──────── Données d'entrée

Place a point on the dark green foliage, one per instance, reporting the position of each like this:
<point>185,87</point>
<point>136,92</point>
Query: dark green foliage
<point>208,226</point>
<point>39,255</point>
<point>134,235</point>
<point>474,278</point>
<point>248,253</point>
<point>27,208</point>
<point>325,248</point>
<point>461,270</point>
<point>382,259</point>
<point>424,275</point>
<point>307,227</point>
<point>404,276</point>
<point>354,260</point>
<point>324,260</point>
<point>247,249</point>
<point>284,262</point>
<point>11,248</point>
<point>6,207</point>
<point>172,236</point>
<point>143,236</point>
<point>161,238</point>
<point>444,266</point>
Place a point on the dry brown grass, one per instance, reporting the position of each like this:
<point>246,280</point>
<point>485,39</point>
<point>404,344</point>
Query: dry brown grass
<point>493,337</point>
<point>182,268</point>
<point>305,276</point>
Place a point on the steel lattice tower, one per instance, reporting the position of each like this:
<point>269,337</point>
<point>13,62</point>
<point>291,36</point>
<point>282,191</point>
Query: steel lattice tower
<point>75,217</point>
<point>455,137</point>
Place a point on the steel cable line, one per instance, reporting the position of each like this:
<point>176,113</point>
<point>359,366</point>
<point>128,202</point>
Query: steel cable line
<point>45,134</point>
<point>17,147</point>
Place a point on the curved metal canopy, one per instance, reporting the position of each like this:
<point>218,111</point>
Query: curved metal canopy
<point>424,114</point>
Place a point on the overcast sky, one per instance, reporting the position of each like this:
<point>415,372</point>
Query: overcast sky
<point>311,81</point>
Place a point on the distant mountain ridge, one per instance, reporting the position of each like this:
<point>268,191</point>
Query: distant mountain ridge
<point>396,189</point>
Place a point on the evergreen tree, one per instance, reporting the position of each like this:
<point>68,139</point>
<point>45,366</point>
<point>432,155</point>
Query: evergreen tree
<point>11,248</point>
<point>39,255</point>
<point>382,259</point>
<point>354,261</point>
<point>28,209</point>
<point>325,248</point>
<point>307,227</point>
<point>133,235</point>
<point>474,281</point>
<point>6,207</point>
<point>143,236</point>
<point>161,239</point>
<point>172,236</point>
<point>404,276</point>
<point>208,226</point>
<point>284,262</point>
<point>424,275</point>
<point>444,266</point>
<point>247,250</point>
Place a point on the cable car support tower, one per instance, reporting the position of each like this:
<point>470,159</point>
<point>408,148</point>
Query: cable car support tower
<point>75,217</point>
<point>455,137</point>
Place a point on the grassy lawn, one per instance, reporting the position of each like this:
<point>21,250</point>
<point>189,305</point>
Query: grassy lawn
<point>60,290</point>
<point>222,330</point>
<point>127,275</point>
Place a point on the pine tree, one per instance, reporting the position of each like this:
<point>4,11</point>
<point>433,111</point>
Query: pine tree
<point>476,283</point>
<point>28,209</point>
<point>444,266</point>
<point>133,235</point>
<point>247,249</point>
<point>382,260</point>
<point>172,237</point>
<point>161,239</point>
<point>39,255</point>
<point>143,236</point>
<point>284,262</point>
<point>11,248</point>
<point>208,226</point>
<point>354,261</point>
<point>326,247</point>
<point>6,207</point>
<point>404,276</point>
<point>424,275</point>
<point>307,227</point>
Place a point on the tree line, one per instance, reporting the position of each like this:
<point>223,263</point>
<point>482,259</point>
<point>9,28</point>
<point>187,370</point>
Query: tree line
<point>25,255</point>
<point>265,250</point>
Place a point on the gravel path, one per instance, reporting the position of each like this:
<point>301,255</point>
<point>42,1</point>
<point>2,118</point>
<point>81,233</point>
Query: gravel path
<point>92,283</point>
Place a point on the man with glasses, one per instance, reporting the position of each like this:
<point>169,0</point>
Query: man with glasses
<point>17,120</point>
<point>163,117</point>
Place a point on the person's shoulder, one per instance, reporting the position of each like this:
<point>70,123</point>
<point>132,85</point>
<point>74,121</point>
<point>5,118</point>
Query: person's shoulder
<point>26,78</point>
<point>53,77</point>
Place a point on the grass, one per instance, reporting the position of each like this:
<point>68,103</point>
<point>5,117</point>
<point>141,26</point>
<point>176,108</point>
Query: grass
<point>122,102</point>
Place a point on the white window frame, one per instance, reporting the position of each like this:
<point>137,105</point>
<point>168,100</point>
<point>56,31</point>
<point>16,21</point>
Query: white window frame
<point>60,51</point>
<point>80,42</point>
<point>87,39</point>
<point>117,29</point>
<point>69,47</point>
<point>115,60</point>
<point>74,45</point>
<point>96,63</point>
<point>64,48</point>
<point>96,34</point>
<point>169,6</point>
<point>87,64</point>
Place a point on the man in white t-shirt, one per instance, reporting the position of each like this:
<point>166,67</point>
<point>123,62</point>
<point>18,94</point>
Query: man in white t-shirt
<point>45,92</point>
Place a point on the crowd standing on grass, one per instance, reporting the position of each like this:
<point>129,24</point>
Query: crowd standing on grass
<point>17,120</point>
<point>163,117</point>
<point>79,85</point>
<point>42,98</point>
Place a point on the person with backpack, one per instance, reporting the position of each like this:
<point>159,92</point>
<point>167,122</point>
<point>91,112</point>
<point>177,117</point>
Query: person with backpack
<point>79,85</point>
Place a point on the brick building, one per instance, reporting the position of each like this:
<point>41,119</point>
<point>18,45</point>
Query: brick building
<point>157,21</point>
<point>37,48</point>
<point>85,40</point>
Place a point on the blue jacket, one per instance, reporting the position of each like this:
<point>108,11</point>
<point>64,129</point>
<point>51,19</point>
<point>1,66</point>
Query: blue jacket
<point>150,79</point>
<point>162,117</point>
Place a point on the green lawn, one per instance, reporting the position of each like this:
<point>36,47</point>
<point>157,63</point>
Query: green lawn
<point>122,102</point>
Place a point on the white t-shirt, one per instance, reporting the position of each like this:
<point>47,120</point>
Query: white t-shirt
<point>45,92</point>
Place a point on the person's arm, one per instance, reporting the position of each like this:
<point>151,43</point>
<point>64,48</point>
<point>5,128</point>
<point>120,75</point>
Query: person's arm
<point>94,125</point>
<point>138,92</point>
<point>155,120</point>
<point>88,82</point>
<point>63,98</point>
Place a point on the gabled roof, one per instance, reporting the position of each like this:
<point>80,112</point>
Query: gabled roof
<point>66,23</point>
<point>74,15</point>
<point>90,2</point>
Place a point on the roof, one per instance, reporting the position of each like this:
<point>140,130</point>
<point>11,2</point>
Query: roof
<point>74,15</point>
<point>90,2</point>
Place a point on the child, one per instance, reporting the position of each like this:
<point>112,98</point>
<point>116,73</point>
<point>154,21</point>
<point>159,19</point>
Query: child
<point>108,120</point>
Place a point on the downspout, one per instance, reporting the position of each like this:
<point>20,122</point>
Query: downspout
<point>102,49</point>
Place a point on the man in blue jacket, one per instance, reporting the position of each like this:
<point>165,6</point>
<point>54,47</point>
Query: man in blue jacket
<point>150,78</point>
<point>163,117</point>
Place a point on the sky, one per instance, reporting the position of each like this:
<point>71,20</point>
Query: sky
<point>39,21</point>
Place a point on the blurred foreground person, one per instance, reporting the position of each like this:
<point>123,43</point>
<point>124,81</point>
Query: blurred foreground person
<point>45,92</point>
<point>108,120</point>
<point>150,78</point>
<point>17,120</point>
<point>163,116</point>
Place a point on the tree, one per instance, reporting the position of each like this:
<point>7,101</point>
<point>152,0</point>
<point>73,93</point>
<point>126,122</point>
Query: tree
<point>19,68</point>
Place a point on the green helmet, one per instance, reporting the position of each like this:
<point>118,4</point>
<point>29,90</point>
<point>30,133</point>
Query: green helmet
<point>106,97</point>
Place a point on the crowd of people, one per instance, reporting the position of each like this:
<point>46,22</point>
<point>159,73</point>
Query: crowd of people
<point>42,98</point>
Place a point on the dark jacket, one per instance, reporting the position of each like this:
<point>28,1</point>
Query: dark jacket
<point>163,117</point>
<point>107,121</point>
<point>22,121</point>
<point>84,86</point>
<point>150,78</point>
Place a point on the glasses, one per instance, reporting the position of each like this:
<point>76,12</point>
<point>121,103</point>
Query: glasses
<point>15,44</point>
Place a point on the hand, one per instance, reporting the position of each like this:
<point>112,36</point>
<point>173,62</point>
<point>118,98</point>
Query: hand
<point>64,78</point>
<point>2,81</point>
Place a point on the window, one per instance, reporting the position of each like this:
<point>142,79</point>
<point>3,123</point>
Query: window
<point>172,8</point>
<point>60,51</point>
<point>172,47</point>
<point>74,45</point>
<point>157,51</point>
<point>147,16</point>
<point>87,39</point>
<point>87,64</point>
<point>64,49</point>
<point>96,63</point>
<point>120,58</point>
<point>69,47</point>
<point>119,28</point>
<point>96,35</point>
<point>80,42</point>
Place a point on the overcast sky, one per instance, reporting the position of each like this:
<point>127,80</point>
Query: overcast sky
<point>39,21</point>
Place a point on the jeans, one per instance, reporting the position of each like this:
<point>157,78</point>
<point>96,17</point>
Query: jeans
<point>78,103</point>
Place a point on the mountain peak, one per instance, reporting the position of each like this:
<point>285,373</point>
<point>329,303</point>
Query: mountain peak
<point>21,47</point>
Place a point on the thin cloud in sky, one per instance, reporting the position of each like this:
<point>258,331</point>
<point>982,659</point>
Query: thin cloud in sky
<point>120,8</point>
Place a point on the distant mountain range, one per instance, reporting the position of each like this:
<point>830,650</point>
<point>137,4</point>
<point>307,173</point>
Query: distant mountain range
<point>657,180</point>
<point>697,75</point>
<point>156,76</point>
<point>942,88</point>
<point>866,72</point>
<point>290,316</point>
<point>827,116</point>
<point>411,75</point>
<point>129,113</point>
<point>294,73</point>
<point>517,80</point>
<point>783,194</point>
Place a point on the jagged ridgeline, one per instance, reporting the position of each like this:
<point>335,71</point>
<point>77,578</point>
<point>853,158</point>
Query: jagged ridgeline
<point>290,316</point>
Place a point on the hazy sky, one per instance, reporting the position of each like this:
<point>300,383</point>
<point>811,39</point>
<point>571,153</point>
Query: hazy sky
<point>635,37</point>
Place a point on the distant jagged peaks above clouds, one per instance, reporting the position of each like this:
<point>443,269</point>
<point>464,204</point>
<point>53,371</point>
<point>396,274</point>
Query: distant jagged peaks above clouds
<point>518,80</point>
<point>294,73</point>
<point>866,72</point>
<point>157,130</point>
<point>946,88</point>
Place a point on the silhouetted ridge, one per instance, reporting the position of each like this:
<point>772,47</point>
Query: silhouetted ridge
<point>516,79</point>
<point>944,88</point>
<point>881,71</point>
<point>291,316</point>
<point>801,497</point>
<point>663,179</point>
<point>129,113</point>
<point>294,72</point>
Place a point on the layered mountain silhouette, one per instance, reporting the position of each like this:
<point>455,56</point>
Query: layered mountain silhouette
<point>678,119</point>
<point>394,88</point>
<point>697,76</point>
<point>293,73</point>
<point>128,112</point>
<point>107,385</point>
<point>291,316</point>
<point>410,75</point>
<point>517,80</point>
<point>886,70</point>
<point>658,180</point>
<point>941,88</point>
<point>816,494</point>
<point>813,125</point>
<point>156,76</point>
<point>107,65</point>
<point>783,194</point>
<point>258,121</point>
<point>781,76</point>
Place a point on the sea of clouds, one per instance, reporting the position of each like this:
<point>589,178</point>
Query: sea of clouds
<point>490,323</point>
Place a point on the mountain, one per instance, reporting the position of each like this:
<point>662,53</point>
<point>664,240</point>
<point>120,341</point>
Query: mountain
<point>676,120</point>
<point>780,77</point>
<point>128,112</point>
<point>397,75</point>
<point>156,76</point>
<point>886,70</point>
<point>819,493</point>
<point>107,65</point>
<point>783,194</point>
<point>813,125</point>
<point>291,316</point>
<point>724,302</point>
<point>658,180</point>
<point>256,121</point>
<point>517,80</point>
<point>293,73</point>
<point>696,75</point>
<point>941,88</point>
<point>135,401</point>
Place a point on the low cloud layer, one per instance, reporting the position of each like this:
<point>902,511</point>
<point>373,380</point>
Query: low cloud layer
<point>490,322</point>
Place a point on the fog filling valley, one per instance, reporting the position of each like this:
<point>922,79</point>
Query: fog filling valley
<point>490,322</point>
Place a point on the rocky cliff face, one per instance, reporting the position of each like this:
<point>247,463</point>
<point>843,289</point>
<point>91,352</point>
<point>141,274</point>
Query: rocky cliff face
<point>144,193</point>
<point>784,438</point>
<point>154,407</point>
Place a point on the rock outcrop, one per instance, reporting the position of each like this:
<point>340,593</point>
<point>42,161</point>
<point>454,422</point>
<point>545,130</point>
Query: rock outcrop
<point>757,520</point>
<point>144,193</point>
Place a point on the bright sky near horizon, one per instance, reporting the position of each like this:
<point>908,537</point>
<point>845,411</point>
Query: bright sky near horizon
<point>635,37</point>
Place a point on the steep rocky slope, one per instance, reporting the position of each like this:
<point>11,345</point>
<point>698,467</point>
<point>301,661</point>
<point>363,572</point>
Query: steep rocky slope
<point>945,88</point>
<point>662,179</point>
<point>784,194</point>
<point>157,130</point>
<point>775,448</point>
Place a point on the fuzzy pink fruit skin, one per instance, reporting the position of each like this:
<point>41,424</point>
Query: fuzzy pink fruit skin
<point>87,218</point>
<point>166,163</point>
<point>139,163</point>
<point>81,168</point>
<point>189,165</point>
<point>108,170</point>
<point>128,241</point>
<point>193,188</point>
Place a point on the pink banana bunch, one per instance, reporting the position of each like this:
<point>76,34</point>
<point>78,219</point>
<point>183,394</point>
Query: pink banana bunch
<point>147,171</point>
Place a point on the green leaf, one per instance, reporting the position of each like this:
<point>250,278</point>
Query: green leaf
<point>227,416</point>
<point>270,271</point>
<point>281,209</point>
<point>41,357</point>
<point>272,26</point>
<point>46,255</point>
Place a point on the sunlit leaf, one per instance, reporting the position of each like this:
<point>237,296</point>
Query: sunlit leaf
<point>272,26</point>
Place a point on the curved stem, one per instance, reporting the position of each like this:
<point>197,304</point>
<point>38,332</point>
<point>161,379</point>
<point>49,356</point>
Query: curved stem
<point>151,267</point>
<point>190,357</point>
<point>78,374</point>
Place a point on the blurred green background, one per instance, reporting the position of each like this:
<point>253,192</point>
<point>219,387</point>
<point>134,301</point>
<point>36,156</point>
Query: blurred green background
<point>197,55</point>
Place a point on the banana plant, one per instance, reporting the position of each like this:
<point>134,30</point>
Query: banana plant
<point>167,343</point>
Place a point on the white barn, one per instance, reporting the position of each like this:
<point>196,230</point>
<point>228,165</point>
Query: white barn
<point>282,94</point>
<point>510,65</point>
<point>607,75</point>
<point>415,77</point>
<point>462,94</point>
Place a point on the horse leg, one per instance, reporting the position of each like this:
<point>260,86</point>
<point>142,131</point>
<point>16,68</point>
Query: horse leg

────────────────

Objectif >> Recopiez le passage compris entre la ligne contenant "Place a point on the green leaf, one" et celle contenant "<point>46,255</point>", bornes incluses, en substituant "young leaf" à "green leaf" sans toucher au reste.

Réponse >>
Place a point on the young leaf, one per instance, reporting the position of each like this:
<point>250,278</point>
Query: young leaf
<point>227,416</point>
<point>270,271</point>
<point>281,209</point>
<point>41,357</point>
<point>272,26</point>
<point>46,255</point>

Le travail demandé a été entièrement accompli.